═══ Listed records ═══

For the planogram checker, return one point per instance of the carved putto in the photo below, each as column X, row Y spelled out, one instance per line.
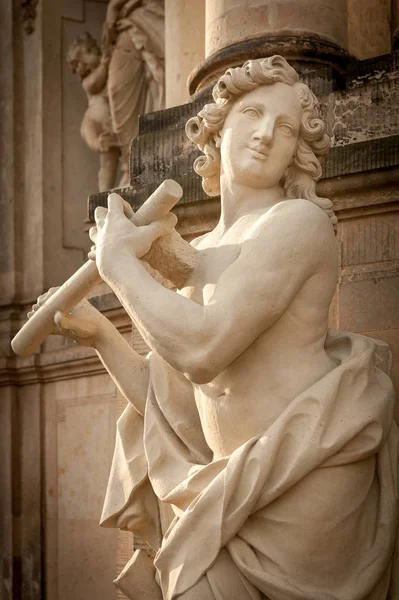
column 122, row 80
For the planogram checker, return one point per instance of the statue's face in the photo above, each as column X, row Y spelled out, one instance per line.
column 260, row 135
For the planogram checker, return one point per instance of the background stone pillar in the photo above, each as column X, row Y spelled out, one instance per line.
column 184, row 46
column 395, row 24
column 369, row 27
column 303, row 31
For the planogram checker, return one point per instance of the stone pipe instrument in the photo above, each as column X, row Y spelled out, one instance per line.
column 170, row 255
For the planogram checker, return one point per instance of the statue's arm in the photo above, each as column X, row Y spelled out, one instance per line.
column 126, row 367
column 89, row 327
column 96, row 81
column 250, row 297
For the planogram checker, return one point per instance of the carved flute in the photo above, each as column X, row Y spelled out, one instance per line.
column 41, row 324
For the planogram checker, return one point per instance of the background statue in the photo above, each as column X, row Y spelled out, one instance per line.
column 135, row 37
column 122, row 80
column 271, row 437
column 91, row 65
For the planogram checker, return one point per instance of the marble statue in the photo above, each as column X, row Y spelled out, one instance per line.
column 271, row 437
column 135, row 37
column 91, row 65
column 122, row 80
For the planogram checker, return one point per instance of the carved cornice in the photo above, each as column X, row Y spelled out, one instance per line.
column 28, row 10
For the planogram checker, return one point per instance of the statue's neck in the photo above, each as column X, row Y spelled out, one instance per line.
column 238, row 200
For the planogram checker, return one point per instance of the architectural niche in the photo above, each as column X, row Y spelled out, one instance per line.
column 28, row 8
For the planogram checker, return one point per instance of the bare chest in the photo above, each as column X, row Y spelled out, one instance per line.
column 212, row 263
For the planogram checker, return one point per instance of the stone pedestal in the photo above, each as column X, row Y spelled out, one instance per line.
column 302, row 31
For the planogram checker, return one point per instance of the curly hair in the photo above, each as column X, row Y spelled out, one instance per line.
column 299, row 180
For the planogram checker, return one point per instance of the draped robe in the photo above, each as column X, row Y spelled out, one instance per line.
column 307, row 510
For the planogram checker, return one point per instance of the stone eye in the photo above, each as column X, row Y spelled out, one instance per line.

═══

## Stated exercise
Rewrite the rows from the start through the line that contains "column 303, row 31", changing "planogram checker" to "layout checker" and leaving everything else the same. Leave the pictures out.

## Result for this task
For the layout checker, return one point per instance of the carved putto in the photo below, each as column X, row Y spelled out, one instance per line.
column 122, row 80
For the layout checker, return one point per instance of the statue's face in the photo above, each as column X, row Y spelled out, one instance per line.
column 260, row 135
For the layout checker, return one point per instance of the background stone pillar in the photo above, each as column X, row Y spelled out, one instance per line.
column 184, row 46
column 395, row 24
column 369, row 27
column 303, row 31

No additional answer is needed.